RECORDS SUPPLIED:
***
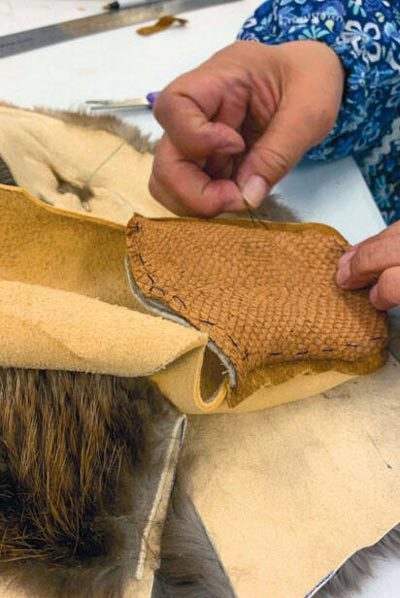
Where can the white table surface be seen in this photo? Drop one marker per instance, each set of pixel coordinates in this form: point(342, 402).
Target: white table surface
point(120, 63)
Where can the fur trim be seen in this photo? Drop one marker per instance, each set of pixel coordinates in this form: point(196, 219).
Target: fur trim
point(190, 567)
point(357, 569)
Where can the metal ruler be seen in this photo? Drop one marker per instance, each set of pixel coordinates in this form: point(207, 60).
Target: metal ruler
point(24, 41)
***
GOAL:
Transcribe every line above verbatim, omitting the picture.

TASK SOLUTION:
Where can the white table surface be seen in this photo? Drop one marker per instance, each set of pixel coordinates in this form: point(342, 402).
Target: white table surface
point(120, 63)
Where can the fur trim be seen in this photo? Drop one marker per instance, each set of pixel coordinates in this form: point(196, 219).
Target: fur trim
point(190, 567)
point(357, 569)
Where can the metal ruler be seen in this photo? Drop one marker per instance, each set of pixel coordinates in this form: point(207, 60).
Target: metal ruler
point(24, 41)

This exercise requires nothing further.